Developed by Joanna Macy and friends, the Work that Reconnects offers a theoretical framework for personal and social change, and a powerful workshop methodology for its application. The Spiral of the Work takes participants through four stations: Coming from Gratitude, Honouring our Pain for the World, Seeing with New Eyes, and Going Forth. This open-source body of work has been used by ecological activists and changemakers all over the world, including Deep Adaptation, Global Ecovillage Network, the Transition Movement, and many others.

This is just a sampling of the many facilitation tools and methods leaders and communities can use to respond to the current polycrisis. What is evident is that we need to stop reproducing the habits and patterns that have brought us to this precipice. To climb out of this mess and evolve a society that allows life on Earth to flourish, we need new ways of thinking, being and doing together. If anything might give us hope that we can co-create a life-sustaining society, it is the mindset, skills and tools of facilitation.

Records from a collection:
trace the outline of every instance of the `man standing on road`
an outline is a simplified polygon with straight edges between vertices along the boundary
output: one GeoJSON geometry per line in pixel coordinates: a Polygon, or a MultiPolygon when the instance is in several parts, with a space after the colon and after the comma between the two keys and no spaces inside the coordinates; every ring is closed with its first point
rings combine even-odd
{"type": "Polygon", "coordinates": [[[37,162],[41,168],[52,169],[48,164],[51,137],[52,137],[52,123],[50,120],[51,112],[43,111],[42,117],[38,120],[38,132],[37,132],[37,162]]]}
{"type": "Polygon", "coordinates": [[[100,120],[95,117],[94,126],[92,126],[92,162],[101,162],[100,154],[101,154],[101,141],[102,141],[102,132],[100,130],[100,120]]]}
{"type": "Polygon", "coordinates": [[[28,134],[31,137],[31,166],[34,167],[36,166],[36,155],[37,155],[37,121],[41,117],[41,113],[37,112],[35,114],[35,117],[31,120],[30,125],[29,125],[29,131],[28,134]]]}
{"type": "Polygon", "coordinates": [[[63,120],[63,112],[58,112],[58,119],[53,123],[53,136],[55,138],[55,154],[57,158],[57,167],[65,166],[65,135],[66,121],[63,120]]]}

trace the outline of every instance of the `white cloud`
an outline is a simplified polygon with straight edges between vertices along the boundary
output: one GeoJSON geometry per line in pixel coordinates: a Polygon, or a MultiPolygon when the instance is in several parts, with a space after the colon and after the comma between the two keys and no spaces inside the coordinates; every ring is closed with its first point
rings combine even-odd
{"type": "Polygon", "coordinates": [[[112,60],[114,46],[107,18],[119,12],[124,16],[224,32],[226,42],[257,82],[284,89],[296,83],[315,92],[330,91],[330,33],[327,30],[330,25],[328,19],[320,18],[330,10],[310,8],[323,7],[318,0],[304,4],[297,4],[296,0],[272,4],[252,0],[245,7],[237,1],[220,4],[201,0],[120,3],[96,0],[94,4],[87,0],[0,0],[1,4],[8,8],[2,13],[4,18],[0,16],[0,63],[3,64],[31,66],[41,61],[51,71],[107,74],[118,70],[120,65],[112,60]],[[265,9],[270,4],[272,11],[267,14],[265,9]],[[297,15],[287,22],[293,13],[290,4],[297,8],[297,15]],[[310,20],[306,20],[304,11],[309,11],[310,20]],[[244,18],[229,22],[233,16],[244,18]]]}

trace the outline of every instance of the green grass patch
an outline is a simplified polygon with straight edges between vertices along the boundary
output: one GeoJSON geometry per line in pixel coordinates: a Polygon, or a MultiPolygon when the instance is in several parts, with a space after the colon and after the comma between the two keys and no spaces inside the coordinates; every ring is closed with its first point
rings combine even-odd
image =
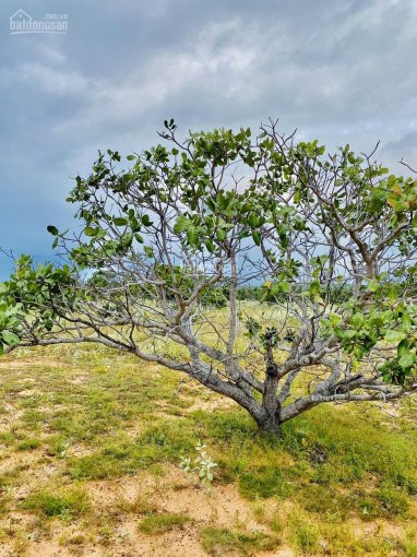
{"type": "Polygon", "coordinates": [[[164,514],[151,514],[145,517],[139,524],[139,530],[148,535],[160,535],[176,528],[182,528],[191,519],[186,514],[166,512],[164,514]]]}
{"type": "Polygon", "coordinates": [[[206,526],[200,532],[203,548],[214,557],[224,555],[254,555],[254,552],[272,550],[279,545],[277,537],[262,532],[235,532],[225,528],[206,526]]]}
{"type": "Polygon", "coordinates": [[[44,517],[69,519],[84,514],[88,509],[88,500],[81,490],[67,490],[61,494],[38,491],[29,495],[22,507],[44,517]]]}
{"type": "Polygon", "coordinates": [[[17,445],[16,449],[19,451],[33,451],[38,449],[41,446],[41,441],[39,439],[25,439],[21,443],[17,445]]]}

...

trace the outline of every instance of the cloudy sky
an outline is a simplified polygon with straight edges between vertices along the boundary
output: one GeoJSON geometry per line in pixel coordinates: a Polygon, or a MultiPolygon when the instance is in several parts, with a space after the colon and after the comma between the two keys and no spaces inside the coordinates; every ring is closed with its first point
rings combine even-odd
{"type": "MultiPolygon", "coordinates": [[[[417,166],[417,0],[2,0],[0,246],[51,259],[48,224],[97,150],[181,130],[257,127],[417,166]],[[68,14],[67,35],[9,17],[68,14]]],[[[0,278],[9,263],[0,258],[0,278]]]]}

* DIRECTIVE 1
Report each line of the records that contains the string "trace".
* DIRECTIVE 2
Continue the passage on facilitation and the Work that Reconnects from its last sentence.
The text and the records come from unrelated sources.

* RESULT 1
trace the outline of every instance of the `man standing on road`
trace the outline of every instance of the `white cloud`
trace the outline of every instance of the green grass patch
trace the outline of every instance of the cloudy sky

* RESULT 2
Natalie Zend, M.A. (International Affairs), is an IAFTM Certified Professional Facilitator, a Certified Training and Development Professional, and a Consulting Associate with ICA Associates Inc. in Toronto. She brings over 20 years’ experience in international cooperation, with expertise in program design, policy implementation, and monitoring, evaluation and learning in a range of sectors. For facilitation support with any of the tools and methods described above, contact Natalie at natalie@zendialogue.ca. Learn more about Natalie’s work at www.zendialogue.ca

 

[i] Isaacs, W. (1999). Dialogue: The art of thinking together. Currency.

[ii] Atlee, T. (2003). The Tao of Democracy. The Writers’ Collective.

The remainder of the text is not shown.